So you’ve set some goals. You’ve calculated your Net Worth. Now what?
Now you get to budget!
That’s right—you get to budget. And no, I’m not going to call it a “spending plan” or some other euphemism. Budgeting is delightful. My favorite holiday is New Year’s Day, a day for freshly sharpened pencils and a clean budget slate. I create multiple budgets … just for fun! The standard budget. The retire-at-55 budget (eat beans now or eat beans later?). The worst-case-scenario budget (a.k.a. the zombie apocalypse budget). The every-kid-in-public-school budget (sweet Jesus, September 3, 2019, activate 🙏).
I self soothe by mentally calculating the per meal cost of what everyone in my family eats.
It’s a beautiful life.

Provided data:
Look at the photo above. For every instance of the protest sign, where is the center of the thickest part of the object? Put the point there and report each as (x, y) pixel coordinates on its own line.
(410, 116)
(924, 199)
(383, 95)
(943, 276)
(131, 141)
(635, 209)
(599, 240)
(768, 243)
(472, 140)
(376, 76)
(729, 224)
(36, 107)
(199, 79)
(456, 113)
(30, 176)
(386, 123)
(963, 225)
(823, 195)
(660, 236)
---
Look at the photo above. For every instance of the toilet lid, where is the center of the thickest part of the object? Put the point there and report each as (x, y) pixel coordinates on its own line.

Written tasks:
• 1. State how many lines of the records contain the word "protest" and give only that number.
• 2. Resume the piece on budgeting after its final sentence.
The records bear no relation to the budgeting text.

Responses:
• 1. 1

• 2.
Before all this rollickin’ fun though, you gotta figure out your current budget. And you do have one. A budget is just a record of what’s coming in (ideally, more) and what’s going out (preferably, less). Make $10, spend $9, remember? That’s how your Net Worth increases and how you get closer to those aforementioned goals. We’ll focus on the what’s going out piece first.
It’s possible your current (mystery) budget is growing your Net Worth the way you want it to. But wouldn’t you like to know for sure? For that, you need data. Lots and lots of data:
For 30 days, record every cent you spend.
And when I say every, I mean every.
When my husband and I first merged our finances, we were living in New York City. To build a combined household budget, I had to figure out how much he spent every month. By far, the most frustrating conversations revolved around cash expenditures. He could never remember where the cash went.
(Have you heard about the $20 NYC “door tax”? That’s the price you pay for going out the door of your apartment. It just disappears. LBYM tip of the day: stay home.)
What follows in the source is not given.